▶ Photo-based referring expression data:
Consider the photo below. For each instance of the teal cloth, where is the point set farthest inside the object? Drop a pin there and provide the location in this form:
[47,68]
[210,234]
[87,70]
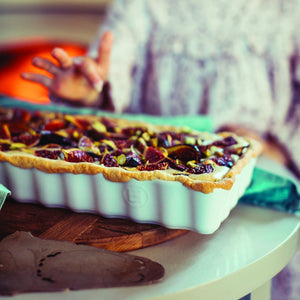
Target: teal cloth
[266,189]
[4,192]
[272,191]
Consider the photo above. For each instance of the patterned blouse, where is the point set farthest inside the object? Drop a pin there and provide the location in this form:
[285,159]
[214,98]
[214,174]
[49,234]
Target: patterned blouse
[237,63]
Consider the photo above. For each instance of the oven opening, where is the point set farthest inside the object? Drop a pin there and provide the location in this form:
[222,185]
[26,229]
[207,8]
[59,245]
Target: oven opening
[16,57]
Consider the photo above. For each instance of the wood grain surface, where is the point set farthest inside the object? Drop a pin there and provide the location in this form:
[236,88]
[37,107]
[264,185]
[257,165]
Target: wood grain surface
[82,228]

▶ DESCRIPTION OF THE TASK: For each line above that holds the string "Drop", provide a copy of that line.

▶ ANSWER AREA:
Consider the photo below. For each instance of the teal cloth, where is the point set farthest inside the object? Drop a pin there and provide the location in this form:
Consider the photo above. For each instance of the patterned blouse, where is the point set farthest inside the object? Drop a pin there and provide the location in this form:
Consider the photo above. For each instance of the oven opening, where is the point set farthest inside the object? Drop a pin there and provide the location in this form:
Consider the photo above. For each instance of the wood grain surface, where is the point set farthest inside the object? Drop a pin there and provide the location in this form:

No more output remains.